(Records of labeled points)
######

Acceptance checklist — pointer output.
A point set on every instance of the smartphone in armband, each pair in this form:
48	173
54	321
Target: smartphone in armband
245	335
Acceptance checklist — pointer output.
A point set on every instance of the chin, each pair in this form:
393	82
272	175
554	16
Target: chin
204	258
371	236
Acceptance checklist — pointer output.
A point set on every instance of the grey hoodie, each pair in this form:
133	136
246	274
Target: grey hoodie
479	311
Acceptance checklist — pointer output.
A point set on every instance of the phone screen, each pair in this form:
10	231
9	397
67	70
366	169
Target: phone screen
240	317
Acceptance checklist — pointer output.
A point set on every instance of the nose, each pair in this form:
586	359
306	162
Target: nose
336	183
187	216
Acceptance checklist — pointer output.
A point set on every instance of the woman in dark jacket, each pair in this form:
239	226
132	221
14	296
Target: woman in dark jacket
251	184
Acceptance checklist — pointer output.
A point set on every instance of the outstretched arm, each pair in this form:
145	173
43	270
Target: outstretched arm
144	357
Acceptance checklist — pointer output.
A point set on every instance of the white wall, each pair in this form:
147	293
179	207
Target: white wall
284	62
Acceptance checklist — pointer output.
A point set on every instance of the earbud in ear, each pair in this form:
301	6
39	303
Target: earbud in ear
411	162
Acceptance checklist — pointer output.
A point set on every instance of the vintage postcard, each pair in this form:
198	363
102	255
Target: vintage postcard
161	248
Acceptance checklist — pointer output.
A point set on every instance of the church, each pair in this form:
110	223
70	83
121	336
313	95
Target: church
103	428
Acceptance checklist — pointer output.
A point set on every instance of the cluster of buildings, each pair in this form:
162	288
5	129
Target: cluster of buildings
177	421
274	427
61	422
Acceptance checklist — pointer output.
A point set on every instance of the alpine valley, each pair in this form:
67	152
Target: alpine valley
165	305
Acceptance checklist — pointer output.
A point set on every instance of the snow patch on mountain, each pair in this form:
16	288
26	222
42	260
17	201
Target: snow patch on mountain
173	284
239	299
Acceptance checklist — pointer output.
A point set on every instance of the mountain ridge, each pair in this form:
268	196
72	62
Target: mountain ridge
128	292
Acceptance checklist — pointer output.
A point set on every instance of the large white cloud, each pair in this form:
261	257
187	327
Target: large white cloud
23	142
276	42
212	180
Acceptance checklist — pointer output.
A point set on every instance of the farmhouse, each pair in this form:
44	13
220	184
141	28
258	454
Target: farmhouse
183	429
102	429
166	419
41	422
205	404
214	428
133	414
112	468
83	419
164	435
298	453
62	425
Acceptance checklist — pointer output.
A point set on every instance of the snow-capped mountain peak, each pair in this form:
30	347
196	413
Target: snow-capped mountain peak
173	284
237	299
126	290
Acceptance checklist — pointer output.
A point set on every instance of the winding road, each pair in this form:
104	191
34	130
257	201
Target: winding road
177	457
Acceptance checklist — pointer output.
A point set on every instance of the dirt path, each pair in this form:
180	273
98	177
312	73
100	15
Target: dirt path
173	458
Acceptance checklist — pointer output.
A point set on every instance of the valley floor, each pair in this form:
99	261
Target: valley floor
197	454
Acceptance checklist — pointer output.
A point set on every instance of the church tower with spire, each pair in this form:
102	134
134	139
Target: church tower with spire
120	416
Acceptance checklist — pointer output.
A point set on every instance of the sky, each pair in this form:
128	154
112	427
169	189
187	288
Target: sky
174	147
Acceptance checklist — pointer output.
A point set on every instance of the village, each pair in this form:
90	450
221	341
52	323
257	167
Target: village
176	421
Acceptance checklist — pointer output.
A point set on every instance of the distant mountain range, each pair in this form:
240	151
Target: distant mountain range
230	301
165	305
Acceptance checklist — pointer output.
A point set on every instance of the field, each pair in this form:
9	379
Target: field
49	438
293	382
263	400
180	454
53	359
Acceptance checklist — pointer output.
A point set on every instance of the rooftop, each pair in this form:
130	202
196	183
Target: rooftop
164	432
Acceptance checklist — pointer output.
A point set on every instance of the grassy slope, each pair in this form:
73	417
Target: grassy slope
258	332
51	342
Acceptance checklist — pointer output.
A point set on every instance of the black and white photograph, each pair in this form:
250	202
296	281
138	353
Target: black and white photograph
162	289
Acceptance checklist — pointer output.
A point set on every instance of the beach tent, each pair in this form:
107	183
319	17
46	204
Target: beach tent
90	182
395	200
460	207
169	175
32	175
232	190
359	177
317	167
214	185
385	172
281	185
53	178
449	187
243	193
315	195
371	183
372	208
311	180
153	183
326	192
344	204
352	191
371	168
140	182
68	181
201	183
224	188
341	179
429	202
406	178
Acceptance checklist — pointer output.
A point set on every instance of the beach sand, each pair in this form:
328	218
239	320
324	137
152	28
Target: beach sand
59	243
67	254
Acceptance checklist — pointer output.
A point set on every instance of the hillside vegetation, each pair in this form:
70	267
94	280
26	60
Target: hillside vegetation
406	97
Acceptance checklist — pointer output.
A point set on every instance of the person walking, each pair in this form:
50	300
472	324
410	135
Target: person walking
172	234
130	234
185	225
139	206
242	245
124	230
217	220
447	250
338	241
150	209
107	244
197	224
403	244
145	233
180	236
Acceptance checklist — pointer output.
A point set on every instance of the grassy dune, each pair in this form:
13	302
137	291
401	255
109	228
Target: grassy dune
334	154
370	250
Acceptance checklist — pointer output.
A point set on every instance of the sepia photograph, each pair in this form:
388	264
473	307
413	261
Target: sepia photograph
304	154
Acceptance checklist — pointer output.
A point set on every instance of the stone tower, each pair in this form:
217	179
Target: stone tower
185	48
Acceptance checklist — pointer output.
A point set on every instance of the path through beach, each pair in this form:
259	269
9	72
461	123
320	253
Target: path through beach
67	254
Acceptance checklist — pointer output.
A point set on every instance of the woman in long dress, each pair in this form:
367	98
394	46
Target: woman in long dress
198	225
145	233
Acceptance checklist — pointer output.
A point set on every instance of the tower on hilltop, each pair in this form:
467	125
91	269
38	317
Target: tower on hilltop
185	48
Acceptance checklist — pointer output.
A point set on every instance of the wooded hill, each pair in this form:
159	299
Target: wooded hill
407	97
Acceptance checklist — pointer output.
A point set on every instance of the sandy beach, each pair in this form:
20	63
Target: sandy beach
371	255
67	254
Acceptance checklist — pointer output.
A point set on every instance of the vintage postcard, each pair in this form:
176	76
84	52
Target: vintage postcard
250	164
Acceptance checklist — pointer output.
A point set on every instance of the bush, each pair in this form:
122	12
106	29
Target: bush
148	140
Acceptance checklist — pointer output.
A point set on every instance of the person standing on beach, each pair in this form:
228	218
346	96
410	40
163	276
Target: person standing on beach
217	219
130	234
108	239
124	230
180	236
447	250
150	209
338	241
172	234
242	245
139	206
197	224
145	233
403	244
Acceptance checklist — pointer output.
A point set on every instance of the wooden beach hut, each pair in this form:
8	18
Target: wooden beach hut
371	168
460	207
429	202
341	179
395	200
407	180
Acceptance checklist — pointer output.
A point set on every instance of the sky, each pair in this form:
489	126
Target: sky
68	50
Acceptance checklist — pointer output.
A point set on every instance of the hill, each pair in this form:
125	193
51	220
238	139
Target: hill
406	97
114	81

######

WHAT THIS TASK INVOLVES
Take the data above and return it exactly.

THE COMPLETED TASK
Acceptance checklist — pointer output.
A point set on every instance of the smartphone in armband, each pair in this form:
48	173
54	321
Target: smartphone in armband
245	335
Acceptance checklist — pointer output.
A point set on every instance of the chin, each pair in this form:
393	82
272	175
554	16
Target: chin
204	258
371	236
Acceptance checklist — pointer output.
A point set on every instance of the grey hoodie, each pair in this form:
133	136
246	274
Target: grey hoodie
479	311
Acceptance checklist — pointer output.
A point set on every instance of the phone screen, each pair in this form:
10	231
9	397
67	70
366	169
Target: phone screen
240	317
Acceptance checklist — pointer output.
A point set on every instance of the nose, each pair in this form:
586	359
306	162
Target: nose
336	183
187	216
Acceptance checklist — pointer output.
A point set on every instance of the woman in dark jacket, each pair in this form:
239	226
132	221
14	296
Target: woman in dark jacket
251	184
Acceptance checklist — pointer output.
A point set on every instance of the outstretched arm, each pair in this form:
145	173
43	270
Target: outstretched arm
144	357
Acceptance checklist — pointer output.
A point set on every instance of the white wall, each pair in this form:
147	293
179	207
Target: white wall
284	62
Acceptance checklist — pointer output.
A point set on every instance of the earbud in ear, each pair in this form:
301	6
39	303
Target: earbud in ear
411	162
Acceptance checklist — pointer output.
A point set on every instance of the vintage postcard, each pair in this form:
198	363
102	255
Target: vintage postcard
161	248
Acceptance checklist — pointer output.
A point set on every instance of the church, each pair in this form:
110	223
70	83
121	336
313	95
Target: church
103	428
Acceptance checklist — pointer output.
A point set on every instance of the cluster of buildings, each pair in this form:
162	288
5	129
Target: cluster of buildings
177	421
274	427
61	422
Acceptance checklist — pointer output.
A point set on every instance of the alpine valley, each pair in this form:
67	152
Target: alpine valley
165	305
Acceptance checklist — pointer output.
A point set on every instance of the snow patch on mountain, each pair in this form:
16	288
26	222
42	260
17	201
Target: snow patch on mountain
173	284
239	299
Acceptance checklist — pointer output.
A point set on every instance of the mountain ridge, each pair in this form:
268	196
72	62
Target: mountain ridge
128	292
Acceptance checklist — pointer output.
A point set on every instance of the large white cloud, each pair in this form:
261	257
187	327
Target: large white cloud
23	142
276	42
212	180
Acceptance checklist — pointer output.
A point set on every instance of the farmhouse, each pair in this form:
44	13
220	184
141	28
258	454
Target: farmhouse
183	429
102	429
166	419
41	422
205	404
214	428
133	414
112	468
83	419
164	435
298	453
62	425
Acceptance checklist — pointer output.
A point set on every instance of the snow-capped mountain peak, each pair in this form:
30	347
196	413
Target: snow-capped mountain peak
173	284
237	299
126	290
Acceptance checklist — pointer output.
A point set on every instance of the winding road, each pair in this form:
104	191
34	130
257	201
Target: winding road
177	457
Acceptance checklist — pointer output.
A point set on every instance of the dirt path, each pair in this form:
180	273
98	177
312	73
100	15
Target: dirt path
173	458
Acceptance checklist — pointer output.
A point set on every instance of the valley floor, each pair in this form:
99	261
Target: valley floor
197	454
Acceptance checklist — pointer output.
A point set on every instance of the church tower with spire, each pair in this form:
102	134
134	139
Target: church tower with spire
120	416
Acceptance checklist — pointer output.
A point set on every instance of the sky, each pair in this form:
128	154
112	427
169	189
187	288
Target: sky
174	147
Acceptance checklist — pointer output.
A point set on every instance of the village, each pair in this form:
90	450
221	341
52	323
257	167
Target: village
176	421
Acceptance checklist — pointer output.
A point set on every instance of the distant mountain range, each pair in this form:
240	151
Target: distant mountain range
230	301
165	305
Acceptance checklist — pointer output.
A point set on every instance of the field, each pair in this form:
9	379
Target: field
49	438
293	382
263	400
180	454
53	359
Acceptance checklist — pointer output.
A point set on every instance of the rooftop, each pair in this form:
130	202
196	183
Target: rooftop
164	432
Acceptance checklist — pointer output.
A point set on every instance of the grassy slope, each pair in this form:
73	417
Target: grassy slope
258	332
51	342
Acceptance checklist — pointer output.
A point set on every instance of the black and white photograph, each pair in this form:
250	202
296	281
138	353
Target: black and white photograph
162	289
Acceptance checklist — pointer output.
A point set on every instance of the beach tent, each pair in this form:
107	183
319	17
46	204
Target: beach tent
90	182
395	200
460	207
169	175
32	175
232	190
359	177
317	167
214	185
385	172
281	185
53	178
449	187
243	193
315	195
371	183
372	208
311	180
153	183
326	192
344	204
352	191
371	168
140	182
68	181
201	183
224	188
341	179
429	202
406	178
Acceptance checklist — pointer output.
A point set on every instance of the beach sand, each pair in this form:
328	218
239	320
324	137
152	28
Target: beach sand
59	243
67	254
Acceptance checklist — pointer output.
A point set on every instance of the hillside vegetation, each pair in this form:
70	267
94	280
26	60
Target: hillside vegetation
406	97
Acceptance checklist — pointer output.
A point set on every instance of the person walking, each pair in this form:
50	300
472	324
410	135
Target: person walking
172	234
130	234
185	225
139	206
242	245
124	230
217	220
447	250
338	241
150	209
107	244
197	224
403	244
145	233
180	236
Acceptance checklist — pointer output.
A point set on every instance of the grassy dune, each pair in this form:
13	302
137	291
401	255
109	228
Target: grassy dune
334	154
370	250
Acceptance checklist — pointer output.
A point set on every instance of the sepia photograph, each pair in this form:
388	264
473	307
413	261
Target: sepia photograph
304	154
Acceptance checklist — pointer output.
A point set on every instance of the stone tower, each pair in this form:
217	179
Target: stone tower
185	48
Acceptance checklist — pointer output.
A point set on every instance of the path through beach, each pair in this form:
259	269
9	72
461	123
320	253
Target: path through beach
67	254
Acceptance checklist — pointer output.
A point set on every instance of the woman in long dress, each pair in this form:
367	98
394	46
Target: woman in long dress
198	225
145	233
Acceptance checklist — pointer output.
A point set on every instance of the tower on hilltop, each pair in this form:
467	125
91	269
38	317
Target: tower on hilltop
185	48
Acceptance checklist — pointer output.
A point set on every instance of the wooded hill, each pair in this form:
159	299
Target: wooded hill
407	97
Acceptance checklist — pointer output.
A point set on every instance of the sandy beach, each pair in this form:
20	63
Target: sandy beach
371	255
67	254
Acceptance checklist — pointer output.
A point set on every instance of the vintage postcard, each pair in this form:
176	76
84	52
Target: vintage postcard
250	164
Acceptance checklist — pointer output.
A point set on every instance of the bush, each pair in this form:
122	12
106	29
Target: bush
148	140
Acceptance checklist — pointer output.
A point set on every instance of the person standing on beach, each pair in this form:
228	218
346	96
410	40
163	276
Target: person standing on beach
217	219
130	234
108	239
124	230
180	236
447	250
150	209
338	241
172	234
242	245
139	206
197	224
145	233
403	244
Acceptance checklist — pointer output.
A point set on every instance of the wooden beach hut, each pair in this form:
8	18
Target: wooden beach hut
371	168
460	207
429	202
341	179
395	200
407	180
Acceptance checklist — pointer output.
A point set on every instance of the sky, each pair in this form:
489	126
Target: sky
68	50
Acceptance checklist — pointer output.
A point set on every instance of the hill, each pair in this form:
125	193
51	220
238	139
Target: hill
406	97
114	81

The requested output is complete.